Write out each line exactly as it stands, please.

Data provided:
....

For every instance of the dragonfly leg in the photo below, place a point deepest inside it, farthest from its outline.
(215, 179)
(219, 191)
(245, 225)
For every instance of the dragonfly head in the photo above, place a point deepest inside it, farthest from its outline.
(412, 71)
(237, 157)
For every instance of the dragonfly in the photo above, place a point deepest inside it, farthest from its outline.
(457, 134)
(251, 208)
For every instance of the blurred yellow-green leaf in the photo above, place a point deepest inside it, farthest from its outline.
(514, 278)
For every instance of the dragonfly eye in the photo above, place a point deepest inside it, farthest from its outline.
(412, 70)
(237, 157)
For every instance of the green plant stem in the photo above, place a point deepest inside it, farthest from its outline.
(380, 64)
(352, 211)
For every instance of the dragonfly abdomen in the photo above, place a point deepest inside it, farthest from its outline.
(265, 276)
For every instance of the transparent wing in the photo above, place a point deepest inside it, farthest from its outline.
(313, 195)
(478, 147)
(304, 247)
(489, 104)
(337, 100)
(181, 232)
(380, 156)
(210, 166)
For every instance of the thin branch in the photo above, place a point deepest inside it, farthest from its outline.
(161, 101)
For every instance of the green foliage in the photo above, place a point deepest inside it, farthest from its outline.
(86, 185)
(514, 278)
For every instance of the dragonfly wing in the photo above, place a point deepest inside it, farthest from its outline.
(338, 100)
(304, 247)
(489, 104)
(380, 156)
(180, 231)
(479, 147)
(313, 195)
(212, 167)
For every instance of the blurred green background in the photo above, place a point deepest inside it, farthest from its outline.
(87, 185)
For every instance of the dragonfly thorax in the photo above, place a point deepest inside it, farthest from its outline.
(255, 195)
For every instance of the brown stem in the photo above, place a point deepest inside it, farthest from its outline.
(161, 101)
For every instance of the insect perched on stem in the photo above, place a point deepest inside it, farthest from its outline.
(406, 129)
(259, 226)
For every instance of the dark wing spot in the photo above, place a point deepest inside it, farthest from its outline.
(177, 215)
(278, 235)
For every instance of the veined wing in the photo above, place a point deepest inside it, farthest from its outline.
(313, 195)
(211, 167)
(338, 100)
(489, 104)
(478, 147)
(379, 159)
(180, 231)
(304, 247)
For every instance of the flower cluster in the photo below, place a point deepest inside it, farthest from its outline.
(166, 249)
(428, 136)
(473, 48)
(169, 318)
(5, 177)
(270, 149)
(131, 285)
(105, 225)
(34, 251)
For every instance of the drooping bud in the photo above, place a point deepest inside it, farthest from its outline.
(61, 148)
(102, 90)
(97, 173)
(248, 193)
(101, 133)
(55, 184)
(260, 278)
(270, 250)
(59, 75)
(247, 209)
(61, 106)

....

Task output:
For every instance of the dragonfly leg in the photo below, place a point deepest inside it, farthest from its outline.
(215, 179)
(219, 191)
(245, 225)
For every instance of the dragonfly head in the photo above, place a point deepest inside it, farthest from its outline.
(412, 71)
(237, 157)
For every instance of the dragonfly in the photo above, place a point deepest inside it, farthest from its outline.
(457, 134)
(251, 208)
For every instance of the blurred yellow-green leaf in the photo above, place a point deepest inside it, farthest from its outline.
(514, 278)
For every instance of the dragonfly eye in the photo above, place a point deepest inside it, farthest from its outline.
(412, 70)
(237, 157)
For every instance of the green plant stem in the photo above, place a point deepest inside it, farthest from its outline.
(380, 64)
(352, 211)
For every instance of the dragonfly abdomen in the photo above, place a point deepest inside it, farthest from its outline.
(265, 276)
For every instance of the transparent wing in the photo above, place a point deepest inside it, farthest from its outline.
(313, 195)
(478, 147)
(304, 247)
(489, 104)
(337, 100)
(181, 232)
(380, 156)
(210, 166)
For every instance of the thin branch in the photo above, place a point deepest inside it, farthest from its outline.
(161, 101)
For every instance of the green foliage in the photo above, place a point deepest inside it, farthest from its outline.
(86, 185)
(514, 278)
For every instance of the dragonfly wing in the photo above, place a point deepest inside it, farthest from its outline.
(338, 100)
(304, 247)
(489, 104)
(380, 156)
(180, 231)
(479, 147)
(313, 195)
(212, 167)
For every instance of the blurred green background in the photo above, place a point deepest inside it, farthest from its outline.
(87, 185)
For every instance of the dragonfly thorax in the photo above, place a point deepest inside it, farthest from its outline.
(255, 195)
For every instance of the brown stem in the photo above, place a point deepest inside it, farthest from its outline.
(161, 101)
For every instance of the insect perched on stem in the photo above, place a point deepest inside it, farthest from its outline.
(406, 129)
(259, 226)
For every instance of the dark wing spot in the photo above, place a point deepest inside it, farthest from its outline.
(177, 215)
(278, 235)
For every instance of the veined wing in the photo above, place a point deepest inside it, farthest from its outline.
(313, 195)
(211, 167)
(338, 100)
(489, 104)
(478, 147)
(379, 159)
(180, 231)
(304, 247)
For every instance of the flower cluster in the photo below, place a point deepest inside it, farthest from its outline.
(166, 249)
(428, 136)
(473, 48)
(169, 318)
(5, 177)
(270, 149)
(131, 285)
(105, 225)
(34, 251)
For every instance of the drooping bud in the photo above, place a point deepest inside it, farthest from its outline.
(61, 148)
(102, 90)
(97, 173)
(248, 193)
(101, 133)
(55, 184)
(260, 278)
(270, 250)
(59, 75)
(247, 209)
(61, 106)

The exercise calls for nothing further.